### Assigned task 1
Return the passage of the Mets commentary starting with "Curtis Granderson is" and going on through "in the end.", word for word.
### Assigned task 2
Answer these questions from the Mets commentary:
(a) Who is named as still being the leadoff hitter?
(b) How many games has Travis d'Arnaud played over the last two seasons?
(c) What batting average did Kevin Plawecki have last year?

### Document section
----------------

Curtis Granderson is still the leadoff hitter and in the postseason, he got every one of the rallies started. He made me a believer after wondering early in 2015 if Terry Collins had lost his mind. Power and ability to drive the ball as a leadoff hitter turned out to be a great idea in the end.
No one doubts that Travis d’Arnaud is a good major league hitter and that this valuable pitching staff enjoys throwing to him and has confidence that he can call a good game. But over the last two seasons he has only played 175 games. He was on the DL three times last season alone. That type of past requires a solid Plan B to a contending team. The concern about Kevin Plawecki is: What do you do with him when d’Arnaud is healthy? He might be a better defensive catcher than d’Arnaud, but he struggled at the plate, hitting just .219 last year. The scuttlebutt is that the Mets might come north without Plawecki so he can play every day in Las Vegas at the AAA level, and let Johnny Monell ride the bench and spell d’Arnaud early on.

----------------

### Available data
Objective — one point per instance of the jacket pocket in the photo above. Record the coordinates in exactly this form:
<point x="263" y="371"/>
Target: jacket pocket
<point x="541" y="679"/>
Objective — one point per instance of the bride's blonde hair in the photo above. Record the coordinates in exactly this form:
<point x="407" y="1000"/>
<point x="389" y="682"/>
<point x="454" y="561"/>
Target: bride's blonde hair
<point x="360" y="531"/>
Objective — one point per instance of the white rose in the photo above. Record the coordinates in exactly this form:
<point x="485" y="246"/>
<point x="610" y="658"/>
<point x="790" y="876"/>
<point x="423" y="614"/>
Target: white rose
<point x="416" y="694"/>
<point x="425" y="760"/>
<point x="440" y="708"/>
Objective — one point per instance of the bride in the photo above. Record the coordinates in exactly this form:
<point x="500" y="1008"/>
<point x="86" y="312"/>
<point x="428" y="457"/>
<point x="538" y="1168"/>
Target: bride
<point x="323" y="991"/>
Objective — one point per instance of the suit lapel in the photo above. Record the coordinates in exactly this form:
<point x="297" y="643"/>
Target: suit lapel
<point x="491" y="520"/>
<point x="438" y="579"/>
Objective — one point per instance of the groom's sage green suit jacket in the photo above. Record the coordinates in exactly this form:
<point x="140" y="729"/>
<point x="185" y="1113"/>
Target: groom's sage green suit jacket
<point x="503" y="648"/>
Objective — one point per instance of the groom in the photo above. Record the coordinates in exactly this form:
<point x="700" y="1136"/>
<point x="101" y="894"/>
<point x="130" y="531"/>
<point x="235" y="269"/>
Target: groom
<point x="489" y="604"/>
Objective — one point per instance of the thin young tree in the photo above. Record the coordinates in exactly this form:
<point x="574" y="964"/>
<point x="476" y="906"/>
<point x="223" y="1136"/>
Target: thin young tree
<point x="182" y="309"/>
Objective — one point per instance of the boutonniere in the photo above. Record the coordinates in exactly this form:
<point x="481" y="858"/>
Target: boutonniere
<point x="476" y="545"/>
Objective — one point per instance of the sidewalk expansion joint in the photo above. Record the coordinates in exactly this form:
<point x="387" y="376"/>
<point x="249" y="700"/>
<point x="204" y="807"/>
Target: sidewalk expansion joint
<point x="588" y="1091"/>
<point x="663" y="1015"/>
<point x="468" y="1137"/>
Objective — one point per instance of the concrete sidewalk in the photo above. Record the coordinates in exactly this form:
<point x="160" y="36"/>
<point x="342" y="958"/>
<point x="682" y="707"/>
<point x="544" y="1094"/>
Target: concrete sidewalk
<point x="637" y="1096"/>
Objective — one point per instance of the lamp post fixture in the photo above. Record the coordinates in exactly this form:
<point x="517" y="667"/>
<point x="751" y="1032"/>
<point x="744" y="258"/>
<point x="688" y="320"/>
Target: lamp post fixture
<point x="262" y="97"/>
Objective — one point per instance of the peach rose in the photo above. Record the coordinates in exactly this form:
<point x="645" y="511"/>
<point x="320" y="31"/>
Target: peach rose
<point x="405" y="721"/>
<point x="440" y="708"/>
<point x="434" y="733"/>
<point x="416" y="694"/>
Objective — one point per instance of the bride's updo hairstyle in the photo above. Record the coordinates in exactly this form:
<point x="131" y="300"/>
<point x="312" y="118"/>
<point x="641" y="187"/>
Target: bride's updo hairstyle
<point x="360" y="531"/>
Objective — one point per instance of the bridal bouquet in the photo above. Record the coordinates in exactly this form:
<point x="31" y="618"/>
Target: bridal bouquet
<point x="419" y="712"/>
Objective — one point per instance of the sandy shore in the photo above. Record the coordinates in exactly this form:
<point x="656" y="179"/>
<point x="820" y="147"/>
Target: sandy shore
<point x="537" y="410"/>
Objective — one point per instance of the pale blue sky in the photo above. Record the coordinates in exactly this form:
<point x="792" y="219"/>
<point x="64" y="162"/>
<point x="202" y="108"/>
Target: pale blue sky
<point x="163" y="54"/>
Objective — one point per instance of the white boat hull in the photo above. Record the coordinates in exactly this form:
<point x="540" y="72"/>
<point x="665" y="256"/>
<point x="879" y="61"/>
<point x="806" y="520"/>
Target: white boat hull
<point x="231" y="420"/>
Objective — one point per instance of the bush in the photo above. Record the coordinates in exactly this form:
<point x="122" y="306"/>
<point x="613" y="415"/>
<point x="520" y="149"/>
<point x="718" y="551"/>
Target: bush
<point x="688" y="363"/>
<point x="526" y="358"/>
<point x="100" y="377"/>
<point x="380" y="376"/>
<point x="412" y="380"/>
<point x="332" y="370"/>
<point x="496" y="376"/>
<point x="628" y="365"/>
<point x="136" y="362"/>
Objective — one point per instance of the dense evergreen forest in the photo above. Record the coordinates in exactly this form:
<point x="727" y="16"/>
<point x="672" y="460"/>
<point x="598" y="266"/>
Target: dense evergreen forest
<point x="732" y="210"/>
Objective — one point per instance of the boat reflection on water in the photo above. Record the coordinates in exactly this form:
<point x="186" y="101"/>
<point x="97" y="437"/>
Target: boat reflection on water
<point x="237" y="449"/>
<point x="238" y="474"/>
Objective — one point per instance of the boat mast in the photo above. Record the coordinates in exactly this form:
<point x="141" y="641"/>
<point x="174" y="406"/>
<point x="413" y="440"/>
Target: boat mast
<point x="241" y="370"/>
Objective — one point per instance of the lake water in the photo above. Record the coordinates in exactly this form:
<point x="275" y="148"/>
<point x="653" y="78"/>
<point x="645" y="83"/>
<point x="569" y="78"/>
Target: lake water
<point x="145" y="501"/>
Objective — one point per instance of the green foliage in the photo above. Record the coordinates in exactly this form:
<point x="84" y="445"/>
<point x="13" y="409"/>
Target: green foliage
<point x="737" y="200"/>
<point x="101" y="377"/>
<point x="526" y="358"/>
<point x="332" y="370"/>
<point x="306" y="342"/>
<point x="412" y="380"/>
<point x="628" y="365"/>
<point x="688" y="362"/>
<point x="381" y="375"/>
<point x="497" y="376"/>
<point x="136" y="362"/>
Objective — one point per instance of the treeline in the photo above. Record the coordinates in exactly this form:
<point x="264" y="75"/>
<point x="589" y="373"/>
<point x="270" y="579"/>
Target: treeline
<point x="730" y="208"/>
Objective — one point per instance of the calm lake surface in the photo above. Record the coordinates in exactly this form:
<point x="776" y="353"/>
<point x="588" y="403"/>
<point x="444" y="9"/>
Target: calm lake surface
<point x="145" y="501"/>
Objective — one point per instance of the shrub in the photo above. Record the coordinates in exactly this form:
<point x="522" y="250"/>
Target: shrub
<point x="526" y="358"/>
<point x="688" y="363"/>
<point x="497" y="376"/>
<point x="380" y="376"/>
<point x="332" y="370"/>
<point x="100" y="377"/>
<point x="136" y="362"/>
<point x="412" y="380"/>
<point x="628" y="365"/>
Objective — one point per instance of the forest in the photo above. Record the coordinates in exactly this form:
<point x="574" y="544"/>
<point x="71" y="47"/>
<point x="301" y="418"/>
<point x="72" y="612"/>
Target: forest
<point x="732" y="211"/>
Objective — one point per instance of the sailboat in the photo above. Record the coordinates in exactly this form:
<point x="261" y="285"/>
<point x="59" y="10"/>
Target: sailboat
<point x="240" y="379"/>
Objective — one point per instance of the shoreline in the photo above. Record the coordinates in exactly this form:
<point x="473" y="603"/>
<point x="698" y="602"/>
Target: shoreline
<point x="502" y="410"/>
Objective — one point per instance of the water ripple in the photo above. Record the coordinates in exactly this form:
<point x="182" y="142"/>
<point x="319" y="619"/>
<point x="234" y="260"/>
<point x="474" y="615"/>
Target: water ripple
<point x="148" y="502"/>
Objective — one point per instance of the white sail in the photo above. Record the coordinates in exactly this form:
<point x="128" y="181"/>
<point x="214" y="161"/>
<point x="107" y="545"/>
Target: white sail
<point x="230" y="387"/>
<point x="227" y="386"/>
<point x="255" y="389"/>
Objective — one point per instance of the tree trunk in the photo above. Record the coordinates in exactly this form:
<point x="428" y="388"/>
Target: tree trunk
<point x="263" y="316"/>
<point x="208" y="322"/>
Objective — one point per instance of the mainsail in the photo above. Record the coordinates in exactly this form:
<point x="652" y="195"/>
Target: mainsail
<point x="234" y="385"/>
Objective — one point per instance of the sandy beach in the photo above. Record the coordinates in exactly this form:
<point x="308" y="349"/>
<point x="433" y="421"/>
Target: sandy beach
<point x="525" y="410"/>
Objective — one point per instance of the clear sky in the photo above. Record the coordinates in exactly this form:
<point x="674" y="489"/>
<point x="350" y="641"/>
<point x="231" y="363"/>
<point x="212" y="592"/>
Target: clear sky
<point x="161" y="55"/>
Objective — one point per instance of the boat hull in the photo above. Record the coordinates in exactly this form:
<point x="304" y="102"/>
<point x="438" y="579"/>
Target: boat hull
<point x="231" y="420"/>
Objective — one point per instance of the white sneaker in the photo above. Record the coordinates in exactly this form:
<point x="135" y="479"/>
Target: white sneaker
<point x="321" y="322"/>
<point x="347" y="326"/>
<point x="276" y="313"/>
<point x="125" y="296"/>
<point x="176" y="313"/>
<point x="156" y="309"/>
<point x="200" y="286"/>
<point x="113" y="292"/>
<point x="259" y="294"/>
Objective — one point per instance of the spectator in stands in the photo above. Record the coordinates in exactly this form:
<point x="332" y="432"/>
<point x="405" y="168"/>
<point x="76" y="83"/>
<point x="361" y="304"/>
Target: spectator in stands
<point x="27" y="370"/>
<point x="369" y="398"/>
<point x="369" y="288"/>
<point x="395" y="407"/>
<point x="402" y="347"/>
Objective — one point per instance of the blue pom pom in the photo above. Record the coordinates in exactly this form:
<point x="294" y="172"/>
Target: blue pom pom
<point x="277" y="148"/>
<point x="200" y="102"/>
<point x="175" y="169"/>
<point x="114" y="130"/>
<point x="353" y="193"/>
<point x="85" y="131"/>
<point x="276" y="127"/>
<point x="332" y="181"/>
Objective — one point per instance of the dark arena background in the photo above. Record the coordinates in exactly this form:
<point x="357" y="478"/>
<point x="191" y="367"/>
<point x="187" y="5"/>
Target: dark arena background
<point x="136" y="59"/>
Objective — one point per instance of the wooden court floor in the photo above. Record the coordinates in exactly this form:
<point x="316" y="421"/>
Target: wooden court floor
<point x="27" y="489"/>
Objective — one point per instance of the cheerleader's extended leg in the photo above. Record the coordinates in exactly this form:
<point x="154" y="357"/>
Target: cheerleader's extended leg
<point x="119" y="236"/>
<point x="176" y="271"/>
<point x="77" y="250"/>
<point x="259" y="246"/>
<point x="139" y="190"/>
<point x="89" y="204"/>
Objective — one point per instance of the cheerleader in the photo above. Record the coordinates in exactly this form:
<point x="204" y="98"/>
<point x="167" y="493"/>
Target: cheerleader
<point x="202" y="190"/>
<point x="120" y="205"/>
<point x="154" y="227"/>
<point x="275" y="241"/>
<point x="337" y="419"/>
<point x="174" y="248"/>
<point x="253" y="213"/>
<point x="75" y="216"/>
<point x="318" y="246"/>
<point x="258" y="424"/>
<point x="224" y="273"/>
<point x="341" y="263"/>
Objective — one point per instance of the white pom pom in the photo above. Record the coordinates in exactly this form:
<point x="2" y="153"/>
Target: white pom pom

----------------

### Answer 1
Curtis Granderson is still the leadoff hitter and in the postseason, he got every one of the rallies started. He made me a believer after wondering early in 2015 if Terry Collins had lost his mind. Power and ability to drive the ball as a leadoff hitter turned out to be a great idea in the end.

### Answer 2
(a) Curtis Granderson
(b) 175
(c) .219